Data ▸
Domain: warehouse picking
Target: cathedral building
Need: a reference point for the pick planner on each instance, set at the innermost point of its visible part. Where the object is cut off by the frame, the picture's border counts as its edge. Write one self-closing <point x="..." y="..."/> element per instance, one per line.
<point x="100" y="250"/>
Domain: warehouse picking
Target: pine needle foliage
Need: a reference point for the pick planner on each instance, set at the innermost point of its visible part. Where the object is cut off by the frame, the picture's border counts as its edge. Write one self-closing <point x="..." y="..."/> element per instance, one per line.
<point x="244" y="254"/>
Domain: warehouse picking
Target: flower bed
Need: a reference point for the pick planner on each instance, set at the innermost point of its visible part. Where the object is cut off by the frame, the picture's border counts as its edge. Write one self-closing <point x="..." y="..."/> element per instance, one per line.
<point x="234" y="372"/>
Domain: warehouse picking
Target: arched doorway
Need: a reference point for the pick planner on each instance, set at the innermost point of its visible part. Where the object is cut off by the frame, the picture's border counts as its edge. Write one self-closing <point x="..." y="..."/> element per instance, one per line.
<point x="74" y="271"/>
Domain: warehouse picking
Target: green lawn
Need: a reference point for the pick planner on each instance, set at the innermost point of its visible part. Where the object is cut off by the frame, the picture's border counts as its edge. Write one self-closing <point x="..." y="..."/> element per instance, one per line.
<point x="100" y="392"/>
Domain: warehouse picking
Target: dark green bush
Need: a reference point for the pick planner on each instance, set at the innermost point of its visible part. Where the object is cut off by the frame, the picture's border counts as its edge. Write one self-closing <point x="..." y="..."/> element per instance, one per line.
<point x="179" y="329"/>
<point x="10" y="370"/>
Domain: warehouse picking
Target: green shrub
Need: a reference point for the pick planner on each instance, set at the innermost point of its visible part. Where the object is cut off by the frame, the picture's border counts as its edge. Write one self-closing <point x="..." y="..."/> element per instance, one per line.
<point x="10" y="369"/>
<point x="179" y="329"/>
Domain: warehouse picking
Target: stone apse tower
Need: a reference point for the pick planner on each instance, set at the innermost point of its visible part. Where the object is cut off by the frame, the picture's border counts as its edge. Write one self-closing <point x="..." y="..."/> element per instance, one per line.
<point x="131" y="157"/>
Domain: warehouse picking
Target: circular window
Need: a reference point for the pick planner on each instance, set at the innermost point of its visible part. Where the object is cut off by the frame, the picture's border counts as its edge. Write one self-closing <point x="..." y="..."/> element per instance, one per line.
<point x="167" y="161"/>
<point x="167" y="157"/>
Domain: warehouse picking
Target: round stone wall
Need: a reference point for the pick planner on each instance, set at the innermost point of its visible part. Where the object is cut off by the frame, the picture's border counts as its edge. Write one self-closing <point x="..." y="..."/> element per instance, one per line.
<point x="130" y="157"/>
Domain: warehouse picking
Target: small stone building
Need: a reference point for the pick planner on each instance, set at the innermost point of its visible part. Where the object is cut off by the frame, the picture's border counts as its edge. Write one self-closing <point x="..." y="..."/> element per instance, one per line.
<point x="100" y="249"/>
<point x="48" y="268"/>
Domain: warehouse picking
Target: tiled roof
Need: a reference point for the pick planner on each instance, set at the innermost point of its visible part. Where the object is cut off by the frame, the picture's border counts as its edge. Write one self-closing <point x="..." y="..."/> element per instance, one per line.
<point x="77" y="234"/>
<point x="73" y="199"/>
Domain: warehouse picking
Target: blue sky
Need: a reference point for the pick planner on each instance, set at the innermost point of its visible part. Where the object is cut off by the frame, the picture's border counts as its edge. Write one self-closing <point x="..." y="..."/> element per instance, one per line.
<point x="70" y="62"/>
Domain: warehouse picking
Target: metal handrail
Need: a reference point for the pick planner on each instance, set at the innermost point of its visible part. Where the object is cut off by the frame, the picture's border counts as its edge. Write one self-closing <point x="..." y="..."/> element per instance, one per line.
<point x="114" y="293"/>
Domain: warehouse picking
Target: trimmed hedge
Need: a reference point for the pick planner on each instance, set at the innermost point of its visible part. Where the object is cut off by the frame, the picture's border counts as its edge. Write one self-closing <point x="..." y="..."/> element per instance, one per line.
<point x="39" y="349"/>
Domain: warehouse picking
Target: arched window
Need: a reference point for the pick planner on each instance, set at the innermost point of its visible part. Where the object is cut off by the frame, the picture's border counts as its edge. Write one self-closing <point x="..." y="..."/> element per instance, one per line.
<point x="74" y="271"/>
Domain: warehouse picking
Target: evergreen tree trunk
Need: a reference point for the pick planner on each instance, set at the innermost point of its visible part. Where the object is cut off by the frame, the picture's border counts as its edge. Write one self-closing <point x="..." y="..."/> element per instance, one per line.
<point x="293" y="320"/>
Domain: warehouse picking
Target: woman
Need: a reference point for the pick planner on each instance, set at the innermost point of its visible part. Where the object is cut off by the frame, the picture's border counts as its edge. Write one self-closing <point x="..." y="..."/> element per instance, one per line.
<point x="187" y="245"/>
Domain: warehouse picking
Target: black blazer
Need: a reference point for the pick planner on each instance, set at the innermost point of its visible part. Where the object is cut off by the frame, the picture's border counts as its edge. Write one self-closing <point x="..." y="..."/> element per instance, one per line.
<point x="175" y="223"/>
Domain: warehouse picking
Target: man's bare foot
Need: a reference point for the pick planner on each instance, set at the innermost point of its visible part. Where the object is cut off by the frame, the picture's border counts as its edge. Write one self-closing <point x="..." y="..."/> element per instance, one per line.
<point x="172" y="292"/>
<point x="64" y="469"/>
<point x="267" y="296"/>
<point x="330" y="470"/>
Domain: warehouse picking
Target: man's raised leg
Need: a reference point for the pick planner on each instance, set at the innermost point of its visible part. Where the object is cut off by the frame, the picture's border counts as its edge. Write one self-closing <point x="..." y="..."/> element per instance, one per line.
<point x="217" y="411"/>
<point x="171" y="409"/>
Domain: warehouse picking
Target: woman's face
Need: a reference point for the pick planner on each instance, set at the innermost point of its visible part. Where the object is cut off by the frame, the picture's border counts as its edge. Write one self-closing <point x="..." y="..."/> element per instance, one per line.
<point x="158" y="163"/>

Task brief ▸ Retype every one of the records above word for word, keeping each line as it is.

Exercise answer ▸
Domain: warehouse picking
Target: cathedral building
Need: a reference point for the pick planner on each instance, set at the innermost point of its visible part. Where the object is cut off by the frame, the picture's border counts as its edge. Write one self-closing <point x="..." y="..."/> element per instance, one per line.
<point x="100" y="250"/>
Domain: warehouse picking
Target: pine needle foliage
Need: a reference point for the pick planner on each instance, set at the innermost point of its visible part. Where the object is cut off by the frame, the picture's border counts as its edge. Write one self-closing <point x="..." y="..."/> element per instance, one per line.
<point x="244" y="254"/>
Domain: warehouse picking
Target: flower bed
Need: a reference point for the pick planner on each instance, set at the innermost point of its visible part. Where the object is cut off by the frame, the picture's border counts as its edge. Write one self-closing <point x="..." y="..."/> element per instance, one per line.
<point x="234" y="372"/>
Domain: warehouse picking
Target: arched doorway
Need: a reference point for the pick planner on each instance, set at the innermost point of its visible part. Where the object is cut off by the frame, the picture's border counts as its edge. Write one self-closing <point x="..." y="..."/> element per instance, one per line.
<point x="74" y="271"/>
Domain: warehouse picking
Target: green lawn
Need: a reference point for the pick planner on each instance, set at the innermost point of its visible part. Where the object is cut off by the frame, the picture's border counts as its edge. Write one self-closing <point x="..." y="..."/> element per instance, one per line.
<point x="100" y="392"/>
Domain: warehouse picking
Target: dark green bush
Need: a reference point for the pick planner on each instance, set at the innermost point of its visible part. Where the object is cut off by the frame, the picture's border counts as its edge. Write one self-closing <point x="..." y="..."/> element per instance, one per line.
<point x="179" y="329"/>
<point x="10" y="370"/>
Domain: warehouse picking
Target: green shrub
Need: a reference point for the pick planner on each instance, set at the innermost point of its visible part. Where the object is cut off by the frame, the picture's border counts as its edge. Write one self-closing <point x="..." y="..."/> element per instance, one per line.
<point x="10" y="369"/>
<point x="179" y="329"/>
Domain: warehouse picking
Target: stone apse tower
Need: a reference point for the pick planner on each instance, set at the innermost point of its visible part. Where the object is cut off by the frame, the picture's border counts as its edge. Write one self-closing <point x="..." y="..."/> element per instance, one per line.
<point x="131" y="157"/>
Domain: warehouse picking
Target: circular window
Need: a reference point for the pick planner on each instance, set at the innermost point of its visible part. Where the object is cut off by the frame, the picture's border counts as its edge. Write one self-closing <point x="..." y="..."/> element per instance, one per line.
<point x="167" y="161"/>
<point x="167" y="157"/>
Domain: warehouse picking
Target: round stone wall
Need: a reference point for the pick planner on each instance, set at the innermost point of its visible part. Where the object is cut off by the frame, the picture's border counts as its edge. Write one self-closing <point x="..." y="..."/> element per instance, one per line.
<point x="130" y="157"/>
Domain: warehouse picking
Target: small stone building
Need: a reference point for the pick planner on each instance, set at the innermost point of its visible part. Where the object is cut off by the frame, the picture's border counts as its edge. Write one self-closing <point x="..." y="..."/> element per instance, one per line.
<point x="100" y="249"/>
<point x="48" y="268"/>
Domain: warehouse picking
Target: tiled roof
Need: a reference point for the pick planner on each instance, set at the innermost point of its visible part. Where the object is cut off by the frame, the picture's border counts as its edge. Write one self-closing <point x="..." y="..."/> element per instance, one per line.
<point x="77" y="234"/>
<point x="73" y="199"/>
Domain: warehouse picking
Target: blue sky
Need: a reference point for the pick planner on each instance, set at the innermost point of its visible part. Where the object is cut off by the frame, the picture's border counts as its edge. Write one self-closing <point x="..." y="..."/> element per instance, one per line.
<point x="70" y="62"/>
Domain: warehouse picking
Target: metal handrail
Need: a reference point for the pick planner on each instance, set at the innermost point of its visible part. Where the object is cut off by the frame, the picture's border counts as its edge. Write one self-closing <point x="..." y="..."/> element per instance, one per line.
<point x="114" y="293"/>
Domain: warehouse picking
Target: trimmed hedge
Need: a reference point for the pick planner on each instance, set at the innermost point of its visible part. Where the object is cut off by the frame, the picture's border counts as its edge. Write one self-closing <point x="..." y="..."/> element per instance, one per line.
<point x="39" y="349"/>
Domain: warehouse picking
Target: arched window
Need: a reference point for the pick planner on each instance, set at the innermost point of its visible part. Where the object is cut off by the frame, the picture's border counts as its edge. Write one self-closing <point x="..." y="..."/> element per instance, one per line.
<point x="74" y="271"/>
Domain: warehouse picking
Target: evergreen tree trunk
Need: a reference point for the pick planner on each instance, set at the innermost point of its visible part. Where the object is cut off by the frame, the picture's border counts as its edge. Write one self-closing <point x="..." y="..."/> element per instance, one per line.
<point x="293" y="320"/>
Domain: warehouse picking
Target: woman
Need: a reference point for the pick planner on each instance, set at the innermost point of its visible part. Where the object is cut off by the frame, the picture's border counts as its edge. Write one self-closing <point x="..." y="..."/> element per instance, one per line.
<point x="187" y="245"/>
Domain: warehouse picking
Target: black blazer
Need: a reference point for the pick planner on each instance, set at the innermost point of its visible part. Where the object is cut off by the frame, the picture's border counts as its edge. Write one self-closing <point x="..." y="..."/> element per instance, one per line.
<point x="175" y="223"/>
Domain: warehouse picking
Target: man's bare foot
Need: a reference point for the pick planner on each instance, set at the innermost point of its visible part. Where the object is cut off by the frame, the picture's border counts as its edge. Write one self-closing <point x="..." y="..."/> element per instance, one per line.
<point x="172" y="292"/>
<point x="64" y="469"/>
<point x="267" y="296"/>
<point x="330" y="470"/>
Domain: warehouse picking
Target: man's raised leg
Need: a reference point for the pick planner on each instance, set at the innermost point of its visible part. Where the object is cut off by the frame, the picture's border counts as its edge. Write one self-closing <point x="..." y="..."/> element per instance, one per line.
<point x="217" y="411"/>
<point x="171" y="409"/>
Domain: warehouse picking
Target: woman's face
Need: a reference point for the pick planner on each instance, set at the innermost point of its visible part. Where the object is cut off by the frame, the picture's border counts as its edge. Write one self-closing <point x="..." y="..."/> element per instance, one per line.
<point x="158" y="163"/>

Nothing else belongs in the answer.